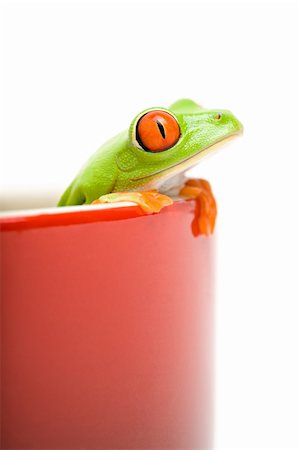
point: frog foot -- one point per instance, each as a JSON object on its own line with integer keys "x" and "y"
{"x": 149, "y": 201}
{"x": 206, "y": 209}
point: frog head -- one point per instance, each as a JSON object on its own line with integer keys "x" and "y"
{"x": 162, "y": 142}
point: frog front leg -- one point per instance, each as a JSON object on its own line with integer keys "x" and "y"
{"x": 149, "y": 201}
{"x": 206, "y": 208}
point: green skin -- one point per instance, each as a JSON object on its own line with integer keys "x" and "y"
{"x": 121, "y": 165}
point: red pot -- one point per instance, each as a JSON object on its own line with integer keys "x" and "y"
{"x": 106, "y": 329}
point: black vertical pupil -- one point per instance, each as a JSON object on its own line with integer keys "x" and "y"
{"x": 161, "y": 128}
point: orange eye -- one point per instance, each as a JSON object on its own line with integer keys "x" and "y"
{"x": 157, "y": 131}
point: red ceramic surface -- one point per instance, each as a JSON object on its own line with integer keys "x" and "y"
{"x": 106, "y": 330}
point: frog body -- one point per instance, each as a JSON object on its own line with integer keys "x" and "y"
{"x": 152, "y": 156}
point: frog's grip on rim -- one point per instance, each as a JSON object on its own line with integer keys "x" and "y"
{"x": 149, "y": 201}
{"x": 206, "y": 208}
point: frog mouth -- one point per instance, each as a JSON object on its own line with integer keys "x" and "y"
{"x": 191, "y": 160}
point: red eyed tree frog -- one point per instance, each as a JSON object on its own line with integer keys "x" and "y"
{"x": 146, "y": 163}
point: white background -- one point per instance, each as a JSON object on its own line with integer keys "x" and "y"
{"x": 76, "y": 73}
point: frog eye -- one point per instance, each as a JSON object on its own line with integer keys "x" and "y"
{"x": 157, "y": 131}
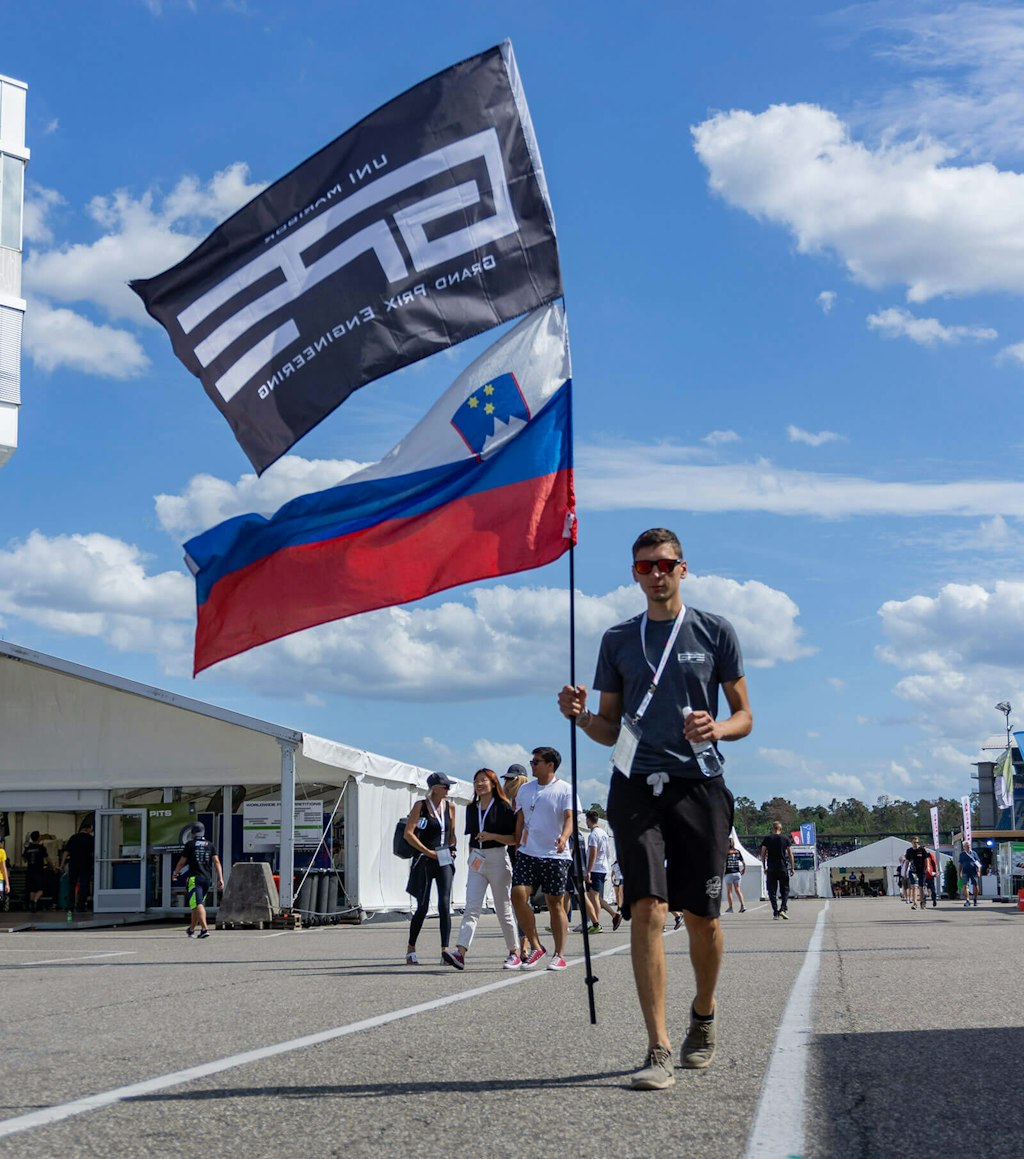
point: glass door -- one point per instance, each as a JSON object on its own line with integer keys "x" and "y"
{"x": 119, "y": 882}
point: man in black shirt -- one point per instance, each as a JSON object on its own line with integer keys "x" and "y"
{"x": 37, "y": 861}
{"x": 202, "y": 861}
{"x": 918, "y": 865}
{"x": 776, "y": 857}
{"x": 78, "y": 858}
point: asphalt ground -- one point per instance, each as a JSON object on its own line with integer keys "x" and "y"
{"x": 914, "y": 1042}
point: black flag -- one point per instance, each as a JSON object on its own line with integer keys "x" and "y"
{"x": 424, "y": 225}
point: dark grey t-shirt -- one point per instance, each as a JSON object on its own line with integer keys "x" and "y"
{"x": 706, "y": 655}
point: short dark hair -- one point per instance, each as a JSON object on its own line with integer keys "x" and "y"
{"x": 546, "y": 752}
{"x": 655, "y": 537}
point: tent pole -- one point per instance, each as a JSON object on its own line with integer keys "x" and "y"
{"x": 286, "y": 865}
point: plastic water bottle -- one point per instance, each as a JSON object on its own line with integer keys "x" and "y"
{"x": 707, "y": 758}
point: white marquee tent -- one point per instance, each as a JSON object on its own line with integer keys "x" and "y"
{"x": 73, "y": 738}
{"x": 884, "y": 854}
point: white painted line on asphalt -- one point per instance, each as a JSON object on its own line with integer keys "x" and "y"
{"x": 49, "y": 1115}
{"x": 777, "y": 1134}
{"x": 85, "y": 957}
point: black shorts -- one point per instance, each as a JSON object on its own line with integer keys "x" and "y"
{"x": 551, "y": 874}
{"x": 672, "y": 846}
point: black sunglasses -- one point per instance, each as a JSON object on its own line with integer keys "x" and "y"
{"x": 645, "y": 567}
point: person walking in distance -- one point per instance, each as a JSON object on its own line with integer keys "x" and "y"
{"x": 37, "y": 861}
{"x": 597, "y": 874}
{"x": 918, "y": 862}
{"x": 543, "y": 832}
{"x": 202, "y": 864}
{"x": 776, "y": 858}
{"x": 659, "y": 677}
{"x": 491, "y": 826}
{"x": 431, "y": 831}
{"x": 78, "y": 857}
{"x": 970, "y": 873}
{"x": 734, "y": 868}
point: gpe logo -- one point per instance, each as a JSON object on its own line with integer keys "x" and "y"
{"x": 287, "y": 257}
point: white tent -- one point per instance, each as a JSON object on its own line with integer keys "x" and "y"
{"x": 884, "y": 854}
{"x": 74, "y": 738}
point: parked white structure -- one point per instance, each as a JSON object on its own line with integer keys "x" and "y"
{"x": 14, "y": 157}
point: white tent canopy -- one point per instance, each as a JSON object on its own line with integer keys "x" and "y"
{"x": 72, "y": 736}
{"x": 885, "y": 854}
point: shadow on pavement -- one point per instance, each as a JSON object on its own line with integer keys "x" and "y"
{"x": 921, "y": 1091}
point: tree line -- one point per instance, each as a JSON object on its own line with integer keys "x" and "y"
{"x": 889, "y": 816}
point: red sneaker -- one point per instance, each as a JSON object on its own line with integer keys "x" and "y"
{"x": 533, "y": 957}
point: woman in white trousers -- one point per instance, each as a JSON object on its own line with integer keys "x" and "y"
{"x": 490, "y": 823}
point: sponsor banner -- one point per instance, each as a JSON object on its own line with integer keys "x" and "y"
{"x": 261, "y": 825}
{"x": 424, "y": 225}
{"x": 168, "y": 825}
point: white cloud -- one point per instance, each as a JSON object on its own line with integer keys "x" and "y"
{"x": 717, "y": 438}
{"x": 962, "y": 653}
{"x": 900, "y": 213}
{"x": 797, "y": 435}
{"x": 926, "y": 332}
{"x": 39, "y": 204}
{"x": 966, "y": 59}
{"x": 607, "y": 480}
{"x": 143, "y": 237}
{"x": 56, "y": 337}
{"x": 95, "y": 585}
{"x": 1014, "y": 352}
{"x": 207, "y": 500}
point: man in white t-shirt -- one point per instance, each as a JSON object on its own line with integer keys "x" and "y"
{"x": 597, "y": 874}
{"x": 543, "y": 836}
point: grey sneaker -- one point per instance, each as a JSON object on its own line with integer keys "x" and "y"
{"x": 699, "y": 1044}
{"x": 657, "y": 1071}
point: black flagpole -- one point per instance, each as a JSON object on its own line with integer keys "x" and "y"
{"x": 580, "y": 882}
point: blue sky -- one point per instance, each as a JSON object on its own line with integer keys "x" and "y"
{"x": 792, "y": 245}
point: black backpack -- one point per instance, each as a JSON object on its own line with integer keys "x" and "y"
{"x": 400, "y": 846}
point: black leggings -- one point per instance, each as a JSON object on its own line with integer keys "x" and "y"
{"x": 779, "y": 879}
{"x": 443, "y": 875}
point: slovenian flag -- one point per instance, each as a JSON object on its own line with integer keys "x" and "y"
{"x": 481, "y": 487}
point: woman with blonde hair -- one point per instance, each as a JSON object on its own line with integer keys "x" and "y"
{"x": 512, "y": 782}
{"x": 490, "y": 823}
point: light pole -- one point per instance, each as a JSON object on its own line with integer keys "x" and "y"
{"x": 1004, "y": 707}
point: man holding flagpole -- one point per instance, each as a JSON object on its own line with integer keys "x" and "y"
{"x": 659, "y": 675}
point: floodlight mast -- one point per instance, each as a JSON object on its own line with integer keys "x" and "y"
{"x": 1006, "y": 708}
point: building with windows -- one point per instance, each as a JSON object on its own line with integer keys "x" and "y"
{"x": 14, "y": 158}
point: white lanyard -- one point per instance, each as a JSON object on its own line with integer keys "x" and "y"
{"x": 440, "y": 817}
{"x": 482, "y": 817}
{"x": 666, "y": 653}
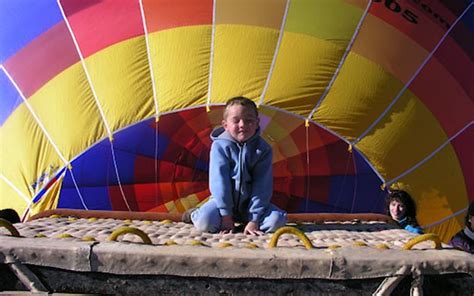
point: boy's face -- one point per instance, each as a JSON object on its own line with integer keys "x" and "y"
{"x": 241, "y": 122}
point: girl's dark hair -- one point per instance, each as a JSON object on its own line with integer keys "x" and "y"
{"x": 243, "y": 101}
{"x": 410, "y": 206}
{"x": 10, "y": 215}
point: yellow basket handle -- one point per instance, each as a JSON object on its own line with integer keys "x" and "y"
{"x": 9, "y": 227}
{"x": 421, "y": 238}
{"x": 132, "y": 230}
{"x": 288, "y": 229}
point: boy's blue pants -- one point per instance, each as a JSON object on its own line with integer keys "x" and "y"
{"x": 207, "y": 218}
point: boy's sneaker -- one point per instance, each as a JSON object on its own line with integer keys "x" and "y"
{"x": 186, "y": 217}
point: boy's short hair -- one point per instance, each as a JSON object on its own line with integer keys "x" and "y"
{"x": 243, "y": 101}
{"x": 10, "y": 215}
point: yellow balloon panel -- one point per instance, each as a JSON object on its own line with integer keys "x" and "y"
{"x": 262, "y": 13}
{"x": 242, "y": 56}
{"x": 68, "y": 111}
{"x": 403, "y": 138}
{"x": 439, "y": 191}
{"x": 9, "y": 198}
{"x": 358, "y": 96}
{"x": 394, "y": 51}
{"x": 181, "y": 57}
{"x": 121, "y": 78}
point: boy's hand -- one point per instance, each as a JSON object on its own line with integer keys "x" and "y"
{"x": 227, "y": 224}
{"x": 252, "y": 228}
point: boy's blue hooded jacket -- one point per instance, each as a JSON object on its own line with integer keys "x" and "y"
{"x": 240, "y": 175}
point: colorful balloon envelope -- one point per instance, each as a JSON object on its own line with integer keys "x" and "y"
{"x": 108, "y": 105}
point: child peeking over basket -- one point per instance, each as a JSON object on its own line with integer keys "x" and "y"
{"x": 401, "y": 207}
{"x": 240, "y": 176}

——————

* TASK PROMPT
Set down, word for word, only the lines running from the line with "point: boy's face" to the last line of the listing above. Both of those lines belong in your answer.

* SOLUTION TO THIS PROBLEM
point: boy's face -- one point per instance, each as a JSON object on its own line with integer keys "x" and "y"
{"x": 241, "y": 122}
point: girl's dark hair -- one point per instance, each as a JSON object on its own line with integer keys "x" and "y"
{"x": 243, "y": 101}
{"x": 410, "y": 206}
{"x": 10, "y": 215}
point: yellow basket handle -- one point per instance, each as a JSON object on its own line with integer keys "x" and "y"
{"x": 9, "y": 227}
{"x": 421, "y": 238}
{"x": 132, "y": 230}
{"x": 288, "y": 229}
point: boy's blue pants -- one point per instance, each as a JSON object on its own line with integer keys "x" and "y"
{"x": 207, "y": 218}
point: boy's sneaker -- one point per instance, each as a JSON object on its own line with integer keys "x" and "y"
{"x": 186, "y": 217}
point: boy's short hair -- one point per instance, each as a JSON object on its own line with integer keys "x" and "y"
{"x": 243, "y": 101}
{"x": 10, "y": 215}
point: yellow balloon panel -- one point per instance, each as a JSON object on its own line with integer keys "x" and "y"
{"x": 262, "y": 13}
{"x": 242, "y": 56}
{"x": 68, "y": 111}
{"x": 403, "y": 138}
{"x": 439, "y": 191}
{"x": 9, "y": 198}
{"x": 358, "y": 96}
{"x": 394, "y": 51}
{"x": 181, "y": 57}
{"x": 121, "y": 78}
point: boy's hand -- one point per instance, each as a JSON object on its own line with integer keys "x" and "y"
{"x": 227, "y": 224}
{"x": 252, "y": 228}
point: boy's blue hooded jacket -- one point per instance, each as a JSON object on its own line with integer keys "x" and "y"
{"x": 240, "y": 175}
point: colorful balloon envelope -- one point per instance, each as a JSON object on its own line with integer keys "x" and "y"
{"x": 108, "y": 105}
point: child peeking over basket -- one point per instance, each as a JSON object on its own line with integer keys "x" and "y"
{"x": 401, "y": 207}
{"x": 240, "y": 176}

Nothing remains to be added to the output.